>> BEGIN Passage to read
The causes of the EU’s crisis are complex. At the most fundamental level, the union no longer has a clear raison d’etre. It was formed in response to various factors that prevailed in the second half of the twentieth century such as the desire to tie down Germany; the Cold War and the threat from the Soviet Union; the retreat from globalisation caused by decolonisation; and, in the post-communist period, the American commitment to a ‘Europe, whole and free’. However, most of these factors no longer apply. Germany has been tamed, the Cold War is over, Eastern Europe is free and democratic, and the old Third World is now a land of booming markets with which Europeans want to re-engage. This limits the extent to which individuals and nations are willing to make sacrifices for the European project.

 

Added to this are defects in the EU’s design. The most serious of these is the excess of integration and the insistence that all states move in lockstep towards ever closer union. Given that the EU consists of multiple nations, each with their own culture, history and institutions, this inevitably means that union-wide policies, which suit some states, do not suit others.

 

The most serious ramifications have been in the area of economics. Liberalism has worked well in northern Europe but, in Central Europe and the Balkans, its adoption has destroyed the basic social contract that prevailed during the socialist period. Similarly, the creation of a single currency has helped the EU’s rich and competitive north, which benefits from a weak euro and unfettered access to the entire European market; but has saddled the less competitive economies of the Mediterranean with an overvalued currency that prevents them from trading their way back to solvency, without any compensating system of Europe-wide fiscal transfers. Added to these are severe tensions caused by migration (both within the EU and from outside) and the related issue of terrorism, which has undermined peoples’ faith in the EU to provide security.

 

Last year, one of the EU’s largest members, the United Kingdom, voted to leave the union, turning the existing crisis existential. Not only is Brexit a clear vote of no confidence in the EU. But it also sends a number of portentous messages to its advocates in Europe: that leaving the EU is possible; that it can be decided at national level, peacefully, democratically and without serious economic damage; that a pro-European majority in parliament is no defence against exit if the question of membership goes to referendum; and, since Euroscepticism is prevalent everywhere, that other countries could follow the UK out the door.  

 

This has subsequently provoked a debate about the need for reform which almost everyone recognises is essential to sustain the EU in the longer term. The difficulty is that there is no apparent consensus on what shape this reform should take: the EU’s northern states are resisting the integrationist steps which would stabilise the euro zone on a permanent basis while individual governments across the union, for reasons of ideology and vested interest, are opposed to any loosening of the union, which would release states from policies that are harming others’ interests.

 

The demise of the union will have massive political and economic implications for Eastern Europe, which is politically invested in the European project and heavily integrated with the EU via trade, investment, financial systems and labour markets. Those countries already in the EU, from the Baltic States, through Central Europe to the eastern Balkans, could lose the structural and cohesion funds, which typically constitute around 3% of GDP, and their populations could lose the right to work in the rest of the EU. Meanwhile, the region has lost  its international political orientation, undermining efforts at democratisation and liberal economic reform. In extremis, there is a risk of renewed conflict in some parts of Eastern Europe since the collapse of the EU would give Russia a much freer hand in the Baltic and Ukraine and leave a dangerous power vacuum in the fractious Western Balkans.
>> END Passage to read
>> BEGIN Data rows
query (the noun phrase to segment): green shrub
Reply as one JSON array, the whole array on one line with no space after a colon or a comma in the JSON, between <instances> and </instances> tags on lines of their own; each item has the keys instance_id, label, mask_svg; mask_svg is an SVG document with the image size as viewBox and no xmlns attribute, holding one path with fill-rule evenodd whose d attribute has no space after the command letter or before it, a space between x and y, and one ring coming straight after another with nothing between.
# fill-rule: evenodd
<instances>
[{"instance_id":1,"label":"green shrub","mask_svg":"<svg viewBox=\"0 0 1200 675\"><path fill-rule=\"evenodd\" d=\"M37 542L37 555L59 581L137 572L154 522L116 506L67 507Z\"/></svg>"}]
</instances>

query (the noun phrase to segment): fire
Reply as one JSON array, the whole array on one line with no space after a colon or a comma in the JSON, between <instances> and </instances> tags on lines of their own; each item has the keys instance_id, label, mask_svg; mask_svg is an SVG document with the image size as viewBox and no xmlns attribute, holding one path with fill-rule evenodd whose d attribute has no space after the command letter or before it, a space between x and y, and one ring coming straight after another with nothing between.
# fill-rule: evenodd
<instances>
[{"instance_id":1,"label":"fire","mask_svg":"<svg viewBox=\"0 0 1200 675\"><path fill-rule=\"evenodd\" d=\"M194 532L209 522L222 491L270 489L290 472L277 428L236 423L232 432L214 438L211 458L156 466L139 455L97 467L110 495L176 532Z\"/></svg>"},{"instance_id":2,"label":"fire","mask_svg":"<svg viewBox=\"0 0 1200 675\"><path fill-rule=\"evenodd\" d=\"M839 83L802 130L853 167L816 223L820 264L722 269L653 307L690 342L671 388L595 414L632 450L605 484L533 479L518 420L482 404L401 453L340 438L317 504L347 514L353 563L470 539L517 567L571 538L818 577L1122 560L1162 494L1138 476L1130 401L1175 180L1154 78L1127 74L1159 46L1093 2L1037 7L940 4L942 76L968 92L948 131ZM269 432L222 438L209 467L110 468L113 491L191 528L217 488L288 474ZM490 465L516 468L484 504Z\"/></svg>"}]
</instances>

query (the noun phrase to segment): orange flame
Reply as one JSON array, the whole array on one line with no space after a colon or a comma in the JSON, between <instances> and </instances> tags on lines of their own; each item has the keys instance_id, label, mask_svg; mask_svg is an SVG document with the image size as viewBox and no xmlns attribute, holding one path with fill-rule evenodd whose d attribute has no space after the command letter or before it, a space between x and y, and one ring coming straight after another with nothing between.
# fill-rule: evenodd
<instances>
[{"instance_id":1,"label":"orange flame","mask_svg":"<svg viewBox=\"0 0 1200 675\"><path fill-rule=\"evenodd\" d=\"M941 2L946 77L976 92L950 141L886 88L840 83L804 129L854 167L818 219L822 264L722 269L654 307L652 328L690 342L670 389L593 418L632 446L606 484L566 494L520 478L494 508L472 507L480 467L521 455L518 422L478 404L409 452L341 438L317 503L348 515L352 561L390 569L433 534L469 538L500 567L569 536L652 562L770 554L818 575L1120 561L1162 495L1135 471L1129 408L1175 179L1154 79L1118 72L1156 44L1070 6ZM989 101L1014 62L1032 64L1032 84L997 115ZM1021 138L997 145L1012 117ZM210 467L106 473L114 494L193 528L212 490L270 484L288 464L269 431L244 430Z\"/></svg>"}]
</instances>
>> END Data rows
Problems to solve:
- 1) In the passage on the EU's crisis, what share of GDP do the structural and cohesion funds typically make up for the Eastern European member states?
- 2) Carry on the passage on the EU's crisis from its final sentence.
The items are not needed for either task.

Per-task outputs:
- 1) Around 3% of GDP.

- 2)
 

Forecast

The difficulty – perhaps impossibility - of internal reform leaves only two possible paths for the EU. One is its sudden collapse, which could occur if a major state such as France or Italy decided to withdraw. Both countries contain strong Eurosceptic movements, which are exerting a powerful influence over mainstream political parties and could force their respective governments to put the issue of EU membership to referendum, as was the case in the UK. Both are also facing electoral tests in the near future. Italy held a referendum on a package of constitutional reforms last December, which could allow Eurosceptic parties into government by 2018 at the latest. Meanwhile, France faces presidential elections in May which could bring to power a president with a Eurosceptic agenda that lays down an ultimatum to the EU – a new relationship or exit. If either Italy or France left the EU, the overall construct of the union would be critically undermined, leading to probable further departures in short order.

 

The alternative to collapse is steady internal decay, in which states unilaterally withdraw from areas of policy they dislike, without actually leaving the EU. This slow unravelling could potentially take years, especially if states continue to believe in the value of EU membership in principle, even as aspects of it harm their interests in practice. In this scenario, the institutions of the EU would continue to function. The Commission would continue to initiate policy, the Council and Parliament would continue to meet, and member states would continue to profess their support for the European cause. In reality, however, the EU would become increasingly irrelevant as a place where politics was conducted and decisions were made. Instead, member states would abide by the EU’s dictates only when it suited them, ignored them when it didn’t and increasingly asserted themselves as sovereign actors in the international sphere. Enlargement would be off entirely.

 

At some point, the defective design of the euro zone would generate a new financing crisis in a troubled Mediterranean states such as Greece or Italy. If fellow euro zone members refused to bail the state out, as they threatened to do with Greece in 2015, then the currency union would be vulnerable to collapse, seriously threatening the integrity of the EU as a whole.

 

 

Immediate Impacts

  • The absence of an EU perspective could cause a loss of momentum for reform in aspiring member states, which have hitherto accepted reform as a condition for joining the EU.

 

  • Failure to accede to the EU by aspirant states implies the loss of funds for the development of regions and infrastructure typically worth around 3% of GDP.

 

  • The demise of the EU will deter investment by private companies, which demand the legal certainties that membership provides, and lead to higher financing costs for governments.

 

Potential Impacts

  • Non-integration into the EU of fragile, multi-ethnic states, especially in the Balkans, risks their eventual disintegration, potentially violently.

 

  • Former Soviet states could be re-absorbed into the Russian sphere, provoking conflict with anti-Russian constituencies living within those states.

 

  • Economies across Eastern Europe could suffer a severe indirect shock as a result of a renewed crisis in the euro zone, caused by contagion from Italy and Greece.